→ TASK BRIEF: Reproduce the material from the line with "Scouting pass: put a marker on the jacket" up to and including the line with "[(105, 26)]", changing every "put a marker on" to "place a pin on" and leaving all else untouched.

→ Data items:
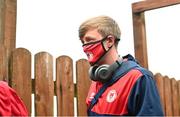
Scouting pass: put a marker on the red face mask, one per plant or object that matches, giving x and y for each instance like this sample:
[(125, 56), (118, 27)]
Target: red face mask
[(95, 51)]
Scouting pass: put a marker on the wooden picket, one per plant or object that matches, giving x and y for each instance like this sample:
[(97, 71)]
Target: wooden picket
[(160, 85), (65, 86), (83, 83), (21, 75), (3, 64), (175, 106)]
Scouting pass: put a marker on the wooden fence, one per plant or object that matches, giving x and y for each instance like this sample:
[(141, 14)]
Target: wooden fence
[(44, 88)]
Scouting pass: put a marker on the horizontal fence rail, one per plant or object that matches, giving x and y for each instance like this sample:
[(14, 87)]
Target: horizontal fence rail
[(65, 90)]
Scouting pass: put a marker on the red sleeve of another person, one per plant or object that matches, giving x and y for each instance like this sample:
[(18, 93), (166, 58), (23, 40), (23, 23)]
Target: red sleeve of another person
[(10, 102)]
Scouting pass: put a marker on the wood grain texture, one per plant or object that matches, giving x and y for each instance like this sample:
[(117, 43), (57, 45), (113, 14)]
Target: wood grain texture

==

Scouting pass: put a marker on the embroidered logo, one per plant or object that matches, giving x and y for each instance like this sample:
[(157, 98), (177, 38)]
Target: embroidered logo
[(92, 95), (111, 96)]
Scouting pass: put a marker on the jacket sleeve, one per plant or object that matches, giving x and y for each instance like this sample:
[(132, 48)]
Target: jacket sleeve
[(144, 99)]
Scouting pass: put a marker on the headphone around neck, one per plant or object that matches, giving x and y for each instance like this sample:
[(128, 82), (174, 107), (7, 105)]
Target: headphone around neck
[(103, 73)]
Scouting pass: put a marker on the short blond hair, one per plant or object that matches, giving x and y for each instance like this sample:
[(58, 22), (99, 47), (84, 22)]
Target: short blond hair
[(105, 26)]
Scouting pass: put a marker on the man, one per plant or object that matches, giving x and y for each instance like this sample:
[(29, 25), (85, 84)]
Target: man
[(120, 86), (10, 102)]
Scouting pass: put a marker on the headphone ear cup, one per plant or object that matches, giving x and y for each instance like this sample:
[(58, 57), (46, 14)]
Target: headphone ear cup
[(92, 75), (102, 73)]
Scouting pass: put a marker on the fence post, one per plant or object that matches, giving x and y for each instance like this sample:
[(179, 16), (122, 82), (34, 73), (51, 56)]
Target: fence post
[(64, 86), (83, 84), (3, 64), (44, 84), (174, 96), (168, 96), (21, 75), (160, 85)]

→ FINISHED TASK:
Scouting pass: place a pin on the jacket sleeve, one per plant or object that matches, giving x and y for each instance like this sample:
[(132, 48)]
Target: jacket sleeve
[(144, 99)]
Scouting pass: place a pin on the headphone around neck, one per plant or object that matches, giving x and y for each instance like this sample:
[(128, 82), (174, 107), (7, 105)]
Target: headphone around neck
[(103, 73)]
Scouting pass: place a pin on the short blond hair, one per plant or object that matches, giving x and y for each instance like this sample:
[(58, 22), (99, 47), (84, 22)]
Target: short blond hair
[(105, 26)]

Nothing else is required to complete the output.